Problema proposto
No texto sobre a gripe espanhola no Rio de Janeiro em 1918, explique por que, segundo a Gazeta de Noticias, era preciso demitir o Diretor Geral de Saúde Pública.

Texto dado
----------------

Mês de outubro ano de 1918. Grippe espanhola

Por Jorge Villalobos:

“Não se sabe mais por onde anda a alma da cidade, desaparecida das ruas, ermas e tristes.

O que se vê é um transeunte que vae espirando seu frasquinho de sal, na ancia preventiva das vias respiratórias: alguns bonds com meia dúzia de passageiros, os galões de algum caixão de defunto que se equilibra na cabeça de um carregador, pharmacias de portas meio cerradas e com grande freguesia, uma freguesia silenciosa e que não abre a boca com receio de invasão de elementos pathogenicos da “espanhola”.

“Os quitandeiros cruzam algumas ruas, mas sem grande empenho de vender e, nas grandes artérias, é diminuto, quase nullo, o movimento de vehiculos. Um automóvel da Assistencia de quando em quando passa em vertigem, sem que ninguém tema desastres porque são poucos os transeuntes. […] E assim vae se arrastrando a cidade, com todos os seus enfermos, com todos os seus contaminados, com todos os seus cadáveres”.

Assim narrava o jornal A Noite do dia 18 de outubro de 1918 a situação que vivia Rio de Janeiro, a capital da República. Era no tempo da “gripe espanhola” e da renúncia do Diretor Geral de Saúde Pública, Dr. Carlos Seidl, que na sua carta de demissão, dirigida ao Ministro da Justiça, Carlos Maximiliano, afirmava que havia perdido o apoio do Presidente da República, Wenceslão Braz, e reconhecia que havia solicitado a este “que ordenasse à censura o impedimento do noticiario abacadabrante e sensacional referente à epidemia …”.

De fato, a crítica era contundente ao trabalho de Seidl, tanto que podia ser lido claramente na Gazeta de Noticias que “E’ preciso demittil-o. uma vez que “ O lastramento espantoso que a epidemia da gripe está tomando nesta capital foi previsto por toda gente, menos pelo Sr. Diretor geral da Saude Publica, que deu, desse feitio, a prova mais cabal da sua incompetência e da sua desídia”. Desde início do mês de outubro daquele ano, corria que o Presidente da República e o seu ministro da justiça atuavam ordenando a censura, de modo que se evitassem as notícias alarmantes, sendo que os jornais noticiavam a situação de crise e reclamavam providencias mais radicais, uma vez que sequer “nenhuma das capitães dos paizes em guerra, passou até hoje uma crise igual a esta, para se evidenciar a gravidade”.

----------------

Itens fornecidos

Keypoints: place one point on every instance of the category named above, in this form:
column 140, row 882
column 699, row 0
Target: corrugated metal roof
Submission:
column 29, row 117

----------------

Resposta final
Segundo a Gazeta de Noticias, todos haviam previsto a espantosa propagação da epidemia de gripe na capital, menos o Diretor Geral de Saúde Pública. Para o jornal, isso era a prova mais cabal da sua incompetência e da sua desídia.